EXERCISE DIRECTIONS
Carry on the text about Joaquin Miller's gold rush stories from the point where it ends.
* BEGIN TEXT EXTRACT *
We added the final step in Miller's development of this material: "The Danites - a Play in 4 Acts." This is probably Miller's most sucessful workas it was one of the most popular plays of the 19th century. Many of the themes in the earlier works reappear but, unlike "First Famlies", he takes the time to smooth things out and make everything fit together. Written in 1877, it is a broadly sketched melodrama, typical of its time but it is fairly well crafted. I think that putting it before a live audience may have helped Miller in this regard because his great weakness was laziness. The presence of a live audience may have impelled him to take the time to make everything fit together. We are closing in on an actual ebook. We still need a cover and the table of contents isn't quite right, but we are getting there.
These stories by Joaquin Miller, like Miller himself, have been almost completely forgotten for a century. Is there any reason to dig them out now?
I can offer two reasons why these works are worth reading today. One historical and the other artistic. First, the historical. The western gold rush camps were a unique environment. A world of young men, adventure, instant wealth and sudden death with no laws except those they agreed upon among themselves. Other writers described these camps, notably Mark Twain and Bret Harte but they were just passing through. Miller lived in these camps for years from the time he was barely out of adolescence. Over the years he lived in gold rush towns from Yreka to Orofino and finally as a county judge in Canyon City, Oregon.
* END TEXT EXTRACT *
* BEGIN RECORD EXCERPTS *
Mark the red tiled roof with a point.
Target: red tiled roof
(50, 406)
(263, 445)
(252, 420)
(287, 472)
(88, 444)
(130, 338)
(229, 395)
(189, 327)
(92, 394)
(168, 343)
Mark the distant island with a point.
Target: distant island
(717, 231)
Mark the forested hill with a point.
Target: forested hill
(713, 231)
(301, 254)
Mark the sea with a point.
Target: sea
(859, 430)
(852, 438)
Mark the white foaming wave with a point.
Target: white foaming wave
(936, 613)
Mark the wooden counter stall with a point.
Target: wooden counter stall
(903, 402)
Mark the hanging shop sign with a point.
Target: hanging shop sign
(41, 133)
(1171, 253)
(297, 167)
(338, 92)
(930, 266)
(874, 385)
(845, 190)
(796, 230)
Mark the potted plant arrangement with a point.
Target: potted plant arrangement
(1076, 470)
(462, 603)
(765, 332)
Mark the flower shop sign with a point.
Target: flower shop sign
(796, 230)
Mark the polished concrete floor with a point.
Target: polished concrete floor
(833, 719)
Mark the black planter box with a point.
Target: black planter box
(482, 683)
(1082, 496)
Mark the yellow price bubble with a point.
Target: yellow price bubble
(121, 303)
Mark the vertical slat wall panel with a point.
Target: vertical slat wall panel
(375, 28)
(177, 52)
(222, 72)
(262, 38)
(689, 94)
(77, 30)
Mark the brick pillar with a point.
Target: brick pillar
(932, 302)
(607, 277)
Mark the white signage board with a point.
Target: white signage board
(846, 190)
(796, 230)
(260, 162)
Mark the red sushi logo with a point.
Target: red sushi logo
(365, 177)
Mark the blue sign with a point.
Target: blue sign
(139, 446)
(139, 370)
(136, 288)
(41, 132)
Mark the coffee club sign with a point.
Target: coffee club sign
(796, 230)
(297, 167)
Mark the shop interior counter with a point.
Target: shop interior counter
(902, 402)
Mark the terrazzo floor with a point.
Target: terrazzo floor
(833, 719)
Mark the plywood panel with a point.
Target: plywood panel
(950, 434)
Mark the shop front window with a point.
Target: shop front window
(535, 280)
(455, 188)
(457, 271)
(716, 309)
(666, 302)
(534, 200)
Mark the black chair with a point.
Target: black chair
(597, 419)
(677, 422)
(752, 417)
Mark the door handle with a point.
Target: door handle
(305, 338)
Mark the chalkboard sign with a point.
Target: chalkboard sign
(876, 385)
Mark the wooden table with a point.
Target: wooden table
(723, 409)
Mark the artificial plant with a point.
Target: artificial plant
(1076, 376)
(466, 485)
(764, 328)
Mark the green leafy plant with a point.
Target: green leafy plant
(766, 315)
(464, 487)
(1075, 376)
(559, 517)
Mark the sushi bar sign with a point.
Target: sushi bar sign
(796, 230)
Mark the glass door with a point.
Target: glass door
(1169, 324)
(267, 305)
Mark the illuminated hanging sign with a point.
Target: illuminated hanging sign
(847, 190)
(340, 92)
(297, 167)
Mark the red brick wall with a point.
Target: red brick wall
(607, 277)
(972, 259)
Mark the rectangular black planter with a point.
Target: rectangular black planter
* END RECORD EXCERPTS *
SOLVED EXERCISE
In "Last Man of Mexican Camp" he says:
The cabin was a true and perfect relic of what might, geologically speaking, be termed a period in the plastic formation of the Republic. Great pine logs, one above the other, formed three of its walls; the fourth was made up by a fire place, constructed of boulders and adobe. The bed had but one post; a pine slab, supported by legs set in the center of the earthen floor, formed a table; the windows were holes, chiseled out between the logs, that could be closed with wooden plugs in darkness or danger. Let these cabins not be despised. Their builders have done more for the commerce of the world than is supposed. Some day some cunning and earnest hand will picture them faithfully, and they will not be forgotten.
But in many ways they have been forgotten. In their very rudeness the real early gold rush cabins and shanties have disappeared without a trace even in our memories. Even though Miller is derided as an unreliable fabulist I think his depiction of the details of camp life are accurate. Before reading Miller I never thought of Forty-niners as always wearing hip-height rubber boots or of saloon bars packed with sand bags but now they always will be part of my image of the original wild west.
A number of eighteenth and nineteenth century observers who were there and therefore ought to know have said that the hunters had a fundamentally different character from the planters and the woodsmen were a different race from the plainsmen even though one may be descended from the other. In the same sense Miller insists that the men of the mining camps were a species unto themselves. And Miller's stories are about the only chance we have to know anything about this vanished race.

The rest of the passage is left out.